Durch einen kurzen dunklen Flur gelangen wir in einen großen hohen rechteckigen Raum. Die Zimmerdecke aus kleinen Holzbalken und Stroh wird durch zwei dicke steinerne Säulen getragen. Zur linken befindet sich ein großer roter Teppich, darauf steht ein runder, flacher Tisch mit Tischbeinen von vielleicht 20 cm Höhe. Der Raum ist Rot/Weiß gestrichen. Horizontal unterteilt, unten rot, oben weiß. Der Anstrich ist vielleicht mehr als 20 Jahren alt? An der Stirnseite, die dem kleinen Flur gegenüber liegt steht eine kleine alten Kommode und darauf ein großer Flachbildfernseher und ein Satellitenreceiver. Es läuft eine marokkanische Soup in der ein Schönling einer Schönheit offenbar aufwendig einen Heiratsantrag macht. Inklusive Verlobungsring. Der Kontrast zwischen dem, was im Fernsehen zu sehen ist und dem, was wir in dem einfachen Raum erblicken, er könnte nicht größer sein.

(Arbeitsauftrag A) Wodurch wird die Zimmerdecke laut Lesetext getragen?
(Arbeitsauftrag B) Schreiben Sie bitte den Abschnitt des Lesetexts wortgetreu ab, beginnend bei „Durch einen kurzen“ und endend bei „nicht größer sein.“.
Die Einträge spielen hierfür keine Rolle.

(Bereitgestelltes Material)
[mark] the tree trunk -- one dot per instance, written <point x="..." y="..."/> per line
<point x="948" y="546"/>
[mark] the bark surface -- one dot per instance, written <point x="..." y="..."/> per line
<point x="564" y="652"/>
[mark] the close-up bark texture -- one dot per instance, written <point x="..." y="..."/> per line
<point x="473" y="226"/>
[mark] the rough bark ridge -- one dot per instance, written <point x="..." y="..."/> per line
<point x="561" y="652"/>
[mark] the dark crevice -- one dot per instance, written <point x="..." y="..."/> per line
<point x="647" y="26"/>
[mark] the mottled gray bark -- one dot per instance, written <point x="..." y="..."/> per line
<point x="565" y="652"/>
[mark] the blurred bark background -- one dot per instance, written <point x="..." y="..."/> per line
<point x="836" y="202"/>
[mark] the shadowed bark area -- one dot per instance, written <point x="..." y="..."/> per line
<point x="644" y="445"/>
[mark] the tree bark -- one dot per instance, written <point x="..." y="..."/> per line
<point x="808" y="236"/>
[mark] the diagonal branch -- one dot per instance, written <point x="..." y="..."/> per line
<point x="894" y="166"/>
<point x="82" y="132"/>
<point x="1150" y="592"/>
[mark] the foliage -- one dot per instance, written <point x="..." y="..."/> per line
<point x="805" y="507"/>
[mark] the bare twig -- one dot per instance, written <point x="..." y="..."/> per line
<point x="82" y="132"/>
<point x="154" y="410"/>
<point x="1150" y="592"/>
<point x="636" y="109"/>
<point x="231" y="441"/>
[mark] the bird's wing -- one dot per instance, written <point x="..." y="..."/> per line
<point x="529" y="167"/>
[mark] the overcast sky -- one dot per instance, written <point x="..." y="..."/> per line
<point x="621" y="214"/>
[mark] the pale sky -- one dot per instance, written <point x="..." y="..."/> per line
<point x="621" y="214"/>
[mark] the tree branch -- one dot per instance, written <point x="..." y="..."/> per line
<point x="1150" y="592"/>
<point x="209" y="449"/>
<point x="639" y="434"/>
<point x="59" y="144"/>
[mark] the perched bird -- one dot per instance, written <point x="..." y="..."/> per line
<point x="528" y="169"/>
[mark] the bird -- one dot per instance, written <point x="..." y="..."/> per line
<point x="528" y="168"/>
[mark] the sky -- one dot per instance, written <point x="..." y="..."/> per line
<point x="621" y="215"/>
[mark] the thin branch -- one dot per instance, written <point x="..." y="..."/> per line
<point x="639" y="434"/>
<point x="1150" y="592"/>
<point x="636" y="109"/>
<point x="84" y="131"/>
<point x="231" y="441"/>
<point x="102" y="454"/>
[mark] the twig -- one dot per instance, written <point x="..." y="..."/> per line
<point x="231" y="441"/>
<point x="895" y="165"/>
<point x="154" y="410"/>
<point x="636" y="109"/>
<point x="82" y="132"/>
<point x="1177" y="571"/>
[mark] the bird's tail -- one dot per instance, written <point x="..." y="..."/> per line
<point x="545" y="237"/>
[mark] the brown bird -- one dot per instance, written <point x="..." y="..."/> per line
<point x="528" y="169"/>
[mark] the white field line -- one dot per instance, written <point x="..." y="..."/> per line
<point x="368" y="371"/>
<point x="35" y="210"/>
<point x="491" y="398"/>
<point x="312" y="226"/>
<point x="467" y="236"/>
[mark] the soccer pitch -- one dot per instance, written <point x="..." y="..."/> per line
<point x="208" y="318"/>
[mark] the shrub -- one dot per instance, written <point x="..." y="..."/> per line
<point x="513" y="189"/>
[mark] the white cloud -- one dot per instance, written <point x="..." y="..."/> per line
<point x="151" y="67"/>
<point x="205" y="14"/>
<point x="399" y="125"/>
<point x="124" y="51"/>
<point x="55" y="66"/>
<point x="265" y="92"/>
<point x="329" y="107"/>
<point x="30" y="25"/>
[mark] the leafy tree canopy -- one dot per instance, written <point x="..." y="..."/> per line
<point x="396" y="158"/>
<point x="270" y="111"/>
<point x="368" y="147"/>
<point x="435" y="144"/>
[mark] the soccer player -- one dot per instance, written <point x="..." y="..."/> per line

(Erwartete Antwort A) Durch zwei dicke steinerne Säulen.

(Erwartete Antwort B)
Durch einen kurzen dunklen Flur gelangen wir in einen großen hohen rechteckigen Raum. Die Zimmerdecke aus kleinen Holzbalken und Stroh wird durch zwei dicke steinerne Säulen getragen. Zur linken befindet sich ein großer roter Teppich, darauf steht ein runder, flacher Tisch mit Tischbeinen von vielleicht 20 cm Höhe. Der Raum ist Rot/Weiß gestrichen. Horizontal unterteilt, unten rot, oben weiß. Der Anstrich ist vielleicht mehr als 20 Jahren alt? An der Stirnseite, die dem kleinen Flur gegenüber liegt steht eine kleine alten Kommode und darauf ein großer Flachbildfernseher und ein Satellitenreceiver. Es läuft eine marokkanische Soup in der ein Schönling einer Schönheit offenbar aufwendig einen Heiratsantrag macht. Inklusive Verlobungsring. Der Kontrast zwischen dem, was im Fernsehen zu sehen ist und dem, was wir in dem einfachen Raum erblicken, er könnte nicht größer sein.